* START DATA SHOWN *

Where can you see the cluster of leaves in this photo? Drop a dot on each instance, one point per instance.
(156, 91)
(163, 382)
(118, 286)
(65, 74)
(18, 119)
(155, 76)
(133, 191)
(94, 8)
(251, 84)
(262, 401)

* END DATA SHOWN *

## TASK BRIEF
Copy the entries above exactly, leaving none out.

## WRITTEN REPLY
Where can you see the cluster of leaves in this photo? Drop a dot on each instance, one point per instance.
(156, 91)
(163, 382)
(118, 286)
(65, 74)
(18, 119)
(155, 76)
(133, 191)
(94, 8)
(251, 84)
(262, 401)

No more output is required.